** 本文 **
迫るショッカー


 前回までは、まあ言ってみれば改造人間の話がちょっと暗く煮詰まってきたところだったわけですから、気分転換にちょっとした小ネタを紹介してまとめにしましょう。ネタの提供元はR大のM先生。お世話になっております。いちおうこちらで解説がてら、クライン風味の絵解きを足してあります。

 さて、仮面ライダーのたぐいのストーリーでよくジョークにされるのは、「悪の秘密結社(ショッカーとか)はなぜ世界征服を目標に掲げながら幼稚園のバスを襲うのか?」というのがあります。確かに意味無いですね。千里の道も一歩からとは言いますが、私にとっても人類にとってもちょっと小さすぎる一歩です。
 しかし、この疑問は仮面ライダーがショッカーに連れ去られ改造され、その後脱出してショッカーと戦うのだ、というストーリーのグランドラインを思い出し、そして、この時代が、義務教育期間の学童がようやくほぼ全員学校に通うことができる、というシステムが完成した時期であるという知識が合わさると氷解します。
 精神分析では、夢の技法のひとつに圧縮というものがあります。それは、一つの表象が複数の要素をぎゅっと圧縮して表現している、というものです。夢に出てくる女の人が母親と恋人の圧縮物だったりとか。しかし、そちらほどは有名ではありませんが、逆に一つの要素の特徴をバラバラにして別々の表象で表現する、ということもまたあります。意地悪な女の人と優しい女の人が出てきたら、そのどっちも実は母親であるとか。その伝でいくと、ショッカーと幼稚園のバス、というのは、じつは一つの要素、つまり学校という表象の分解なのです。メラニー・クライン風に、スプリッティングでもいいけれど。

 そう、幼児を家から連れ去ってしまう、というのは、義務教育の学校制度以外の何ものでもありません。今でこそ当たり前のような気もしますが、それこそ「おしん」の時代なら、学校になんてやらないで家の仕事しろ、という方が普通の感性なのですから(良いか悪いかは別ですが)、この拉致監禁はトラウマ的です。おまけに改造もします。アルチュセールの軍隊学校教会みたいな話ですね。集団生活への適応とか、まああとは体育教育なんかは文字通りの改造でしょう。

** 表示項目 **
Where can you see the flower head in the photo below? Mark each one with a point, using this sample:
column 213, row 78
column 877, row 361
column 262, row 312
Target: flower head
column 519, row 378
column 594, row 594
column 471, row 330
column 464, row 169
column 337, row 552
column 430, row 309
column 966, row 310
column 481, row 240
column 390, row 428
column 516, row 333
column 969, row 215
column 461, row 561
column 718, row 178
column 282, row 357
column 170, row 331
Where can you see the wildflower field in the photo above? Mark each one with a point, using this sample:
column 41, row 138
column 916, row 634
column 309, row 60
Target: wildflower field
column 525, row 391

---

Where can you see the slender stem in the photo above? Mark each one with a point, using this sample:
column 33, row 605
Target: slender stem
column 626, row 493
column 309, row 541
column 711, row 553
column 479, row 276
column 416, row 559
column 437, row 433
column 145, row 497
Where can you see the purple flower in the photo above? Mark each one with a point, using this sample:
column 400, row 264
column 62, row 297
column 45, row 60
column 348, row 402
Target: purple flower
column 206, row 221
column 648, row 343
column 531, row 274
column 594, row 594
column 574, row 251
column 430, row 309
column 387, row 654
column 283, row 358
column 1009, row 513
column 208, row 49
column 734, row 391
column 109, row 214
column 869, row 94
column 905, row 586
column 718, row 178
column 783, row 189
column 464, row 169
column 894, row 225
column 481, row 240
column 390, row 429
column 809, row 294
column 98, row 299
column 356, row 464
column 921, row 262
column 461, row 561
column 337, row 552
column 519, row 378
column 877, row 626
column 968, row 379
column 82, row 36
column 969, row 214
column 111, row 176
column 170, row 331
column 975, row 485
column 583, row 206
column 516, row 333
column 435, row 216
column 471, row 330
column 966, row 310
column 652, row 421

* * *

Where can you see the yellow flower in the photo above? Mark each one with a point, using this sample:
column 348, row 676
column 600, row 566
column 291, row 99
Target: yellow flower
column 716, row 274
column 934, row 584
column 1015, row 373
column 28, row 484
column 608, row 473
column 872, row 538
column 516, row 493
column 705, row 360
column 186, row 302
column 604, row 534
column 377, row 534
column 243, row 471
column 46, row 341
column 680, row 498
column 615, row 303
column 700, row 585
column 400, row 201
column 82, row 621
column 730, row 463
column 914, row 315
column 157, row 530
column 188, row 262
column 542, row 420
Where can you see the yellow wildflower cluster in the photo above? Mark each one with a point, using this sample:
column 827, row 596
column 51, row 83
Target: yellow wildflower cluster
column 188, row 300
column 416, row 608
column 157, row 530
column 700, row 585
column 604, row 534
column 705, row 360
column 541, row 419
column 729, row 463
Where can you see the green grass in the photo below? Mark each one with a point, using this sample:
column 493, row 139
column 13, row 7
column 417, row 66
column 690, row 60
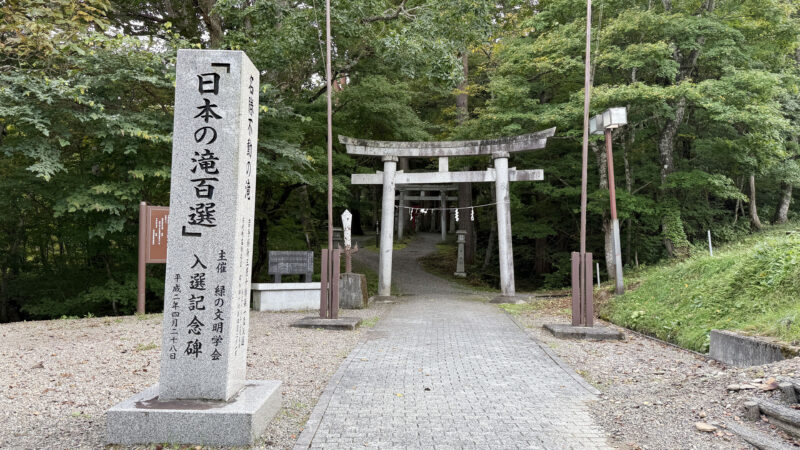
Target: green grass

** 課題 **
[1] ショッカーと幼稚園のバスを論じた文章について、次の問いにそれぞれ答えてください。
(a) 今回のネタの提供元は誰とされていますか。
(b) 精神分析における夢の技法のひとつとして、最初に挙げられているものは何ですか。
(c) ショッカーと幼稚園のバスは、何という表象の分解であるとされていますか。
[2] ショッカーと幼稚園のバスを論じた文章の続きを、最後の文の後から書いてください。

** 解答 **
[1]
(a) R大のM先生
(b) 圧縮
(c) 学校

[2]
 ということは、ショッカーと幼稚園は同じ学校の表象の分解物です。というか、幼稚園はショッカーです。しかし、まがりなりにも学校制度は良いものだとされているので、表だって反抗するわけにはいかない。だから、良い学校(国が喧伝する義務教育という恩恵)と悪い学校(子どもを家庭から拉致して改造する)を、幼稚園とショッカーに分離することで、ひっそりと学校への敵意を表しているのです。
 仮面ライダーはショッカーに拉致され改造されそしてショッカーに復讐する。このややこしいストーリーが絶対に必要不可欠なのもそのせいです。あれは、学校に行くことを、改造されることを運命として受け入れつつ、なんとかしてその学校に復讐してやりたい、おとなしくやられっぱなしはイヤだ!という、最後の断末魔的ストーリーなのです。

 こう考えると、われわれはずいぶんと早くから、学校を人間改造工場と当たり前のように捉えてきたことに今更ながら気づかされます。この大量生産のモデルは80年代に入って生徒の個性の多様化=バラエティ豊かな品揃え、という少量多品種のモデルに切り替わりました。では今は?さて、なんでしょうね。うまい切り口を見つけられればいいのですが。できれば最近またやっていたという仮面ライダーシリーズをチェックするべきだったのかもしれません。(あれ、もう終わったんでしたっけ?)今度は何か、吉野の里の鬼になってるらしいですね。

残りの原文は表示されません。